• WHAT YOU WILL DO
Leave out the pictures and retype exactly the lines from the line with "[point] every instance of the dry" through the end of the listing below.

• DATA EXTRACT

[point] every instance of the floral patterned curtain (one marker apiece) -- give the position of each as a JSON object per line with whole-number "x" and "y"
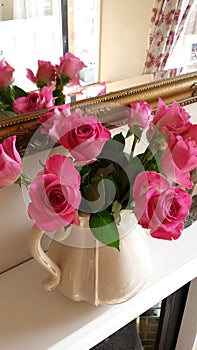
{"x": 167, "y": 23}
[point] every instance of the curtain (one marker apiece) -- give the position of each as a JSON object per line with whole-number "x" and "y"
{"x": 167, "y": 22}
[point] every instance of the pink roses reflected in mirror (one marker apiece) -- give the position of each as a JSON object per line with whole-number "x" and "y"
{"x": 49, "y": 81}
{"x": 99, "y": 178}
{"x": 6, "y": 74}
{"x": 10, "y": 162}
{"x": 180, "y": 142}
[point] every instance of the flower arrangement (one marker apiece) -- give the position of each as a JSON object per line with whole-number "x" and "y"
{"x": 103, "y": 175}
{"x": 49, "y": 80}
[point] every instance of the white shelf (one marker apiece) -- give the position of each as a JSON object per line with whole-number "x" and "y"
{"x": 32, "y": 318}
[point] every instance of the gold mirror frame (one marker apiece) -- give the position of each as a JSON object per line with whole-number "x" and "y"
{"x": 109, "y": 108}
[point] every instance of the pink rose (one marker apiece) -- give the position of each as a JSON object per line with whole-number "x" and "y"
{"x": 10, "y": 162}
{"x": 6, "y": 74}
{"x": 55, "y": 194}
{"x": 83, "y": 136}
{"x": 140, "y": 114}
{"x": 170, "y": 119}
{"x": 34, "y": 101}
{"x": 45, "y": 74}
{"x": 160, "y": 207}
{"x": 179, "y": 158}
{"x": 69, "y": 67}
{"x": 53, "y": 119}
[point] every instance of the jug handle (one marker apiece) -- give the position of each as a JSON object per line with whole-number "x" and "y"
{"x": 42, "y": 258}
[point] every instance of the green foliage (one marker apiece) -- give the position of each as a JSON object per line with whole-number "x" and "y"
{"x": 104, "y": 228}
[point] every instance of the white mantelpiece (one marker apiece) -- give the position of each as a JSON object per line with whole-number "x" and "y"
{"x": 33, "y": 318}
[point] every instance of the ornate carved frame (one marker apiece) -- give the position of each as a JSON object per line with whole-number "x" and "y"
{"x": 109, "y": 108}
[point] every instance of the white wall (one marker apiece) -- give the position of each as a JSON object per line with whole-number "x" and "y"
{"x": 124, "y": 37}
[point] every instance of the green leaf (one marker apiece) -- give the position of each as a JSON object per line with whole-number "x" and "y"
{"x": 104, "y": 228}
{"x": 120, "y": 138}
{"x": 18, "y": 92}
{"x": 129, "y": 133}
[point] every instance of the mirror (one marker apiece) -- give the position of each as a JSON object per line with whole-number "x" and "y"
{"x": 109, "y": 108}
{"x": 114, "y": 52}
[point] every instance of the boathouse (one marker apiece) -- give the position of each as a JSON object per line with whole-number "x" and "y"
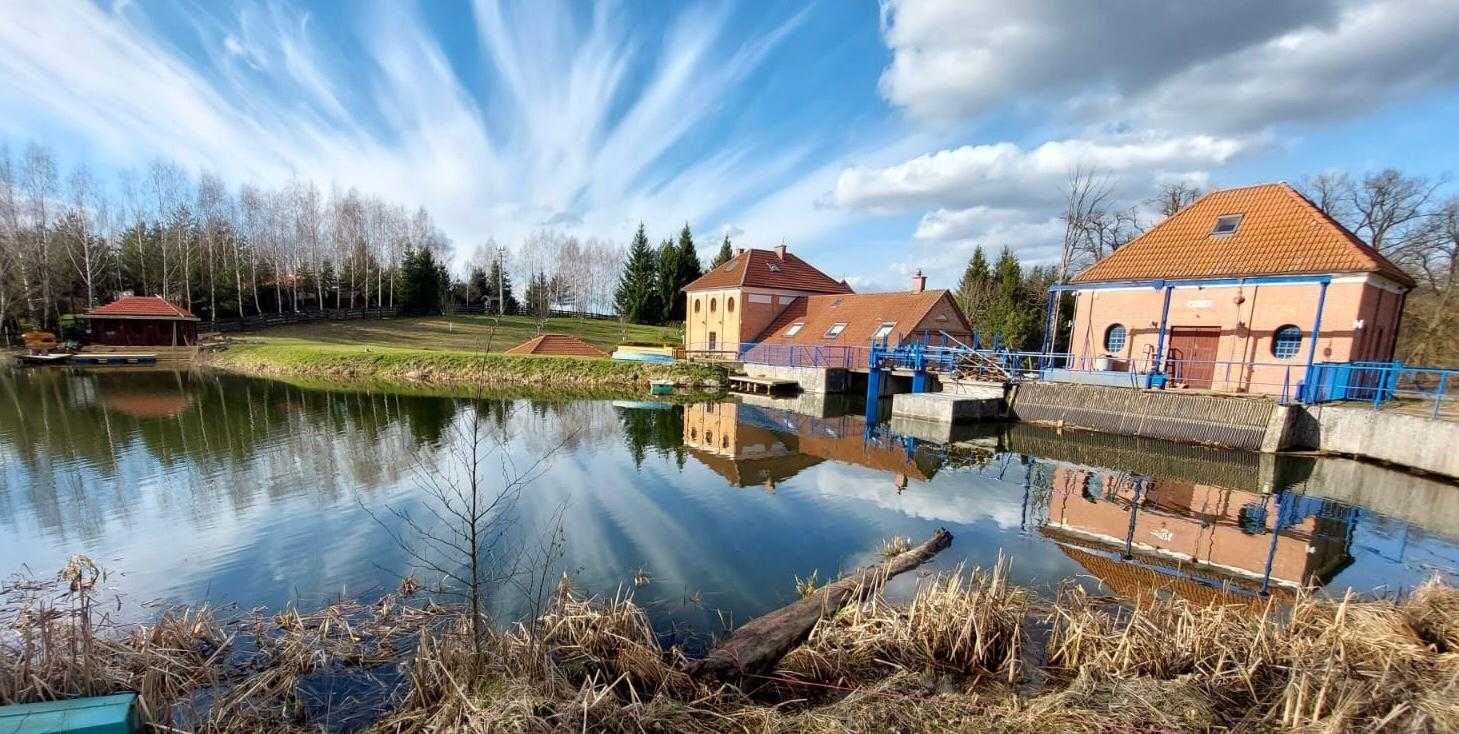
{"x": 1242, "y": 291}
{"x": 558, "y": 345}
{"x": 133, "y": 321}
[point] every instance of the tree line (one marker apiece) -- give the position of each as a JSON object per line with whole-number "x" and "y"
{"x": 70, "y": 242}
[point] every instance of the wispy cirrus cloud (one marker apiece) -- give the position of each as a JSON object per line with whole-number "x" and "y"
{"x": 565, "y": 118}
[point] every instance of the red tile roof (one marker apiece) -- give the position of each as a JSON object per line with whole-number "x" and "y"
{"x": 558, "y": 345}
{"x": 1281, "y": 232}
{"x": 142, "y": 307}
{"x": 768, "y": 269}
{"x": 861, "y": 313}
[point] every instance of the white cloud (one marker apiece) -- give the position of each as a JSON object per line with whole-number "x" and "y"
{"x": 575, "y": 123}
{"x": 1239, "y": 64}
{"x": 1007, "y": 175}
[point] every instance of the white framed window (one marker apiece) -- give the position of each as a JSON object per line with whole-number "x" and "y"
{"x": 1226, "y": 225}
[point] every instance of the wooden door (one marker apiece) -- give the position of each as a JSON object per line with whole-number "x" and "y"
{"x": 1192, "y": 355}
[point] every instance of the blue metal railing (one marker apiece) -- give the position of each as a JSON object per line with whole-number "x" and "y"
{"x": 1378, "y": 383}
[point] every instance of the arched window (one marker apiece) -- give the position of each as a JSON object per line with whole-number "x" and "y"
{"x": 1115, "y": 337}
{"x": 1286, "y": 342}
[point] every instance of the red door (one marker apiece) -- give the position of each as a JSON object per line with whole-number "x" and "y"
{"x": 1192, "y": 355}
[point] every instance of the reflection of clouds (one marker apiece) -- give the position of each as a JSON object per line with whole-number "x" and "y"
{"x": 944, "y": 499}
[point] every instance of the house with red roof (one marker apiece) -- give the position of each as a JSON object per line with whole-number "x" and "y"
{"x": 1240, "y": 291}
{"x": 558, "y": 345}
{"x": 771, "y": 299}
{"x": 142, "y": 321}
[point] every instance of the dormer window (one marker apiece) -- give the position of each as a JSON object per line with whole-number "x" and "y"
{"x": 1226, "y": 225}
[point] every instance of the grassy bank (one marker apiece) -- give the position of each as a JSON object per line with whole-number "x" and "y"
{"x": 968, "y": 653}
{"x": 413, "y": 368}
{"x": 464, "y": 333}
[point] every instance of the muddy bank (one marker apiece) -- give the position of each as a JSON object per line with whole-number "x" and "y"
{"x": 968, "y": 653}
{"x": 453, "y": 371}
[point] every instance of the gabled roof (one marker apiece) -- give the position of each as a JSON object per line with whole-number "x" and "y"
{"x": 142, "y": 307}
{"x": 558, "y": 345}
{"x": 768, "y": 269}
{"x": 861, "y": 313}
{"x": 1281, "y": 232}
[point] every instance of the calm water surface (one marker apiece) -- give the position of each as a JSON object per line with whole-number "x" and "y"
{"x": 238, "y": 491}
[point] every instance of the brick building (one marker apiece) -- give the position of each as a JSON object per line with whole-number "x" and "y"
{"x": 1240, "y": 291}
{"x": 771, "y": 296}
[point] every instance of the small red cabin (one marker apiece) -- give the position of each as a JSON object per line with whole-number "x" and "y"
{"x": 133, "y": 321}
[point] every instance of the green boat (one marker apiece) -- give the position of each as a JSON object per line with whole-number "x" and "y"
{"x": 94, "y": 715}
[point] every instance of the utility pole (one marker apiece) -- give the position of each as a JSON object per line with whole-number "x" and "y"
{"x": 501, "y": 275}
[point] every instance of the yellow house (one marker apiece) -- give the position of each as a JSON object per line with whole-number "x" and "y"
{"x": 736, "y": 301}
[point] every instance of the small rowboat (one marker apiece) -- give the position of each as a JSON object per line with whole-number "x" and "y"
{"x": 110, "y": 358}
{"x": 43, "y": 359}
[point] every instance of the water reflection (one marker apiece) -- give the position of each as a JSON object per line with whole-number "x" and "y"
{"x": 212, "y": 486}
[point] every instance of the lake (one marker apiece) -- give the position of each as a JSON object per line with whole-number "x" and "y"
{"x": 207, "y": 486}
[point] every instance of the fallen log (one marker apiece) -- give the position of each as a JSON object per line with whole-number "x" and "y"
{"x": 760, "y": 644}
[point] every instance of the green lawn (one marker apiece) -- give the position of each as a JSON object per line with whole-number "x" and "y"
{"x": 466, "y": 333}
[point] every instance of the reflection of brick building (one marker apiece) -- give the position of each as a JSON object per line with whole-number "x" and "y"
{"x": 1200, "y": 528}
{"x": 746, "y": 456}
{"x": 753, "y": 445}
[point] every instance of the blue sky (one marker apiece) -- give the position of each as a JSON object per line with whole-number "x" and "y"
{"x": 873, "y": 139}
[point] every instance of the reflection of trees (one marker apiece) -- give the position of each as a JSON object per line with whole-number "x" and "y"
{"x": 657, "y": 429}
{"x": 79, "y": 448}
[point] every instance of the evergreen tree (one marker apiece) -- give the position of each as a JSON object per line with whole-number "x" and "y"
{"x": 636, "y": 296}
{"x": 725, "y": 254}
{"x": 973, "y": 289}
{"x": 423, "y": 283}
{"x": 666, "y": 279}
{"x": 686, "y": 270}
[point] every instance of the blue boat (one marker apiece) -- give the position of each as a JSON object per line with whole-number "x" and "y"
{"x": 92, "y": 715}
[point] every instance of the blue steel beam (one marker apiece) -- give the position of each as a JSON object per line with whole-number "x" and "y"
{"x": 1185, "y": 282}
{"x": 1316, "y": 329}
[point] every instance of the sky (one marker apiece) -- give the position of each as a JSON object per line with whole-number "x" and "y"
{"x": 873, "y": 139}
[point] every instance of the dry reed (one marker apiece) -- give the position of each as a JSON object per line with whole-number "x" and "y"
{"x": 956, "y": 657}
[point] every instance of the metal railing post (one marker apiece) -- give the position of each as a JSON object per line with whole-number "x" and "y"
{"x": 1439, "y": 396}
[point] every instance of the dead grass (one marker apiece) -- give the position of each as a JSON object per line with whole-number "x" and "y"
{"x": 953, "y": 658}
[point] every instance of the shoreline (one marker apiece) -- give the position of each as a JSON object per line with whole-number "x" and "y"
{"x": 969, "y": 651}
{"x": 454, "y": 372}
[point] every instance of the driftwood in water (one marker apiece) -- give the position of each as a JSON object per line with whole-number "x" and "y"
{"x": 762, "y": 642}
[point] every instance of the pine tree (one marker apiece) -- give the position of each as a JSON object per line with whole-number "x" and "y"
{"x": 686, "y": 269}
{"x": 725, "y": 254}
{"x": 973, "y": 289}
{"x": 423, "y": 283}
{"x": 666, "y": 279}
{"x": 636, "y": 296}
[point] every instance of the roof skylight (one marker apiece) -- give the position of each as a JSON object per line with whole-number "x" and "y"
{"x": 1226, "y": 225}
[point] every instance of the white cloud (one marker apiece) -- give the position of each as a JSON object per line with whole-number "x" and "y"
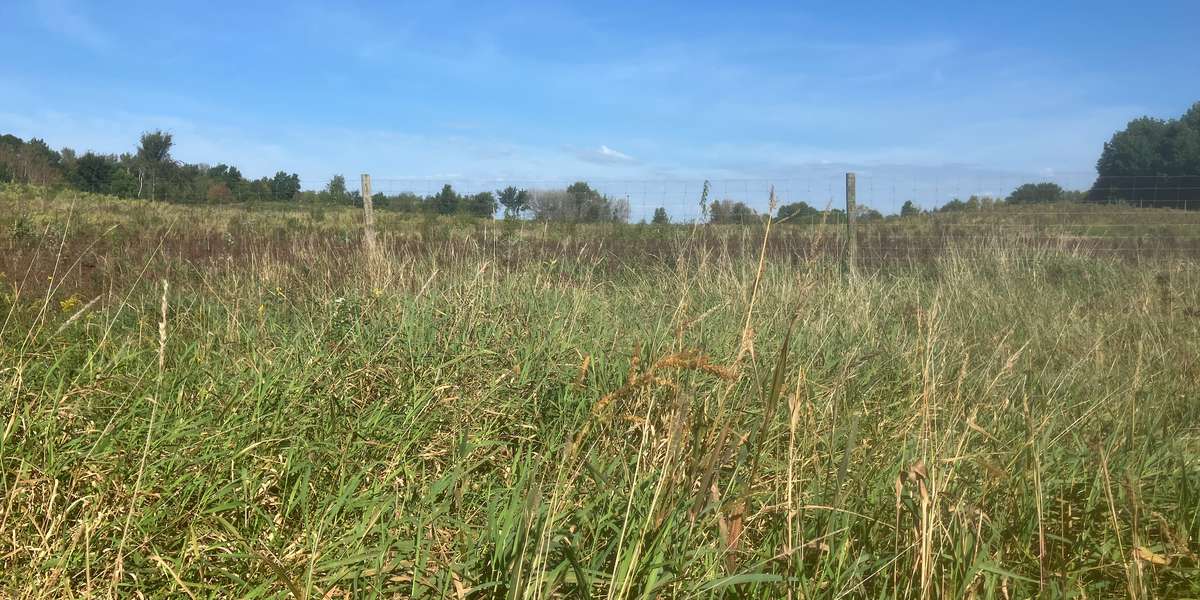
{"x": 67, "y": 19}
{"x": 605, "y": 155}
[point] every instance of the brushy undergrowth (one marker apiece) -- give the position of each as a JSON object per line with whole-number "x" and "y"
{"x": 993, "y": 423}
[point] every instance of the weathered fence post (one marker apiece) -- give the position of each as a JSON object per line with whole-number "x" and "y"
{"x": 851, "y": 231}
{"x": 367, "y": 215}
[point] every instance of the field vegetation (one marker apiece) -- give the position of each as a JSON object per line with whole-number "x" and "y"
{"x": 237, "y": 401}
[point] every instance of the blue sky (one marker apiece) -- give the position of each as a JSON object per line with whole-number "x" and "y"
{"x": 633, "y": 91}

• EXERCISE RESULT
[point] every instance of the dry reed (one marker apiece) -- give the position of each as a JSON object per line with whole-number "x" and "y"
{"x": 956, "y": 657}
[point] every instance of the metal railing post (one marker apiece) -- give the position of each as a JSON object per line with whole-number "x" and "y"
{"x": 1439, "y": 396}
[point] every instance of the dead grass (one marker apiece) -- give the position of each as a JSON object per line with whole-number "x" and "y"
{"x": 953, "y": 658}
[point] every instance of the shoreline (one marker apiece) -- give the position of each as a JSON object per line with whole-number "x" and "y"
{"x": 969, "y": 651}
{"x": 454, "y": 372}
[point] every instance of the driftwood in water (one marker apiece) -- give the position of each as a JSON object per line with whole-number "x" and "y"
{"x": 762, "y": 642}
[point] every instance of the pine tree (one marker apiece) -- give the position of each as a JSON object per line with whole-number "x" and "y"
{"x": 686, "y": 269}
{"x": 725, "y": 254}
{"x": 973, "y": 289}
{"x": 423, "y": 283}
{"x": 666, "y": 279}
{"x": 636, "y": 296}
[point] every instance of the roof skylight (one marker apiece) -- give the position of each as a JSON object per line with whole-number "x" and "y"
{"x": 1226, "y": 225}
[point] every instance of the white cloud (one marker apiece) -- give the position of each as a JSON object per line with whole-number "x" and "y"
{"x": 67, "y": 19}
{"x": 605, "y": 155}
[point] every instance of the brushy undergrowth (one marker apiece) -- give the position of each as a JSON object per line with whole-number "x" and "y"
{"x": 993, "y": 423}
[point] every instance of the weathered fence post (one marker apiece) -- give the position of each as a JSON object per line with whole-number "x" and "y"
{"x": 851, "y": 231}
{"x": 367, "y": 215}
[point] every instance of the field vegetation (one marker apiece) -- give the position of each as a JSON object per line with whole-number "x" and "y"
{"x": 237, "y": 401}
[point] every instance of the blue sky (one marker apiece) -- give the position of each as a JSON object per line with whole-number "x" and "y"
{"x": 633, "y": 91}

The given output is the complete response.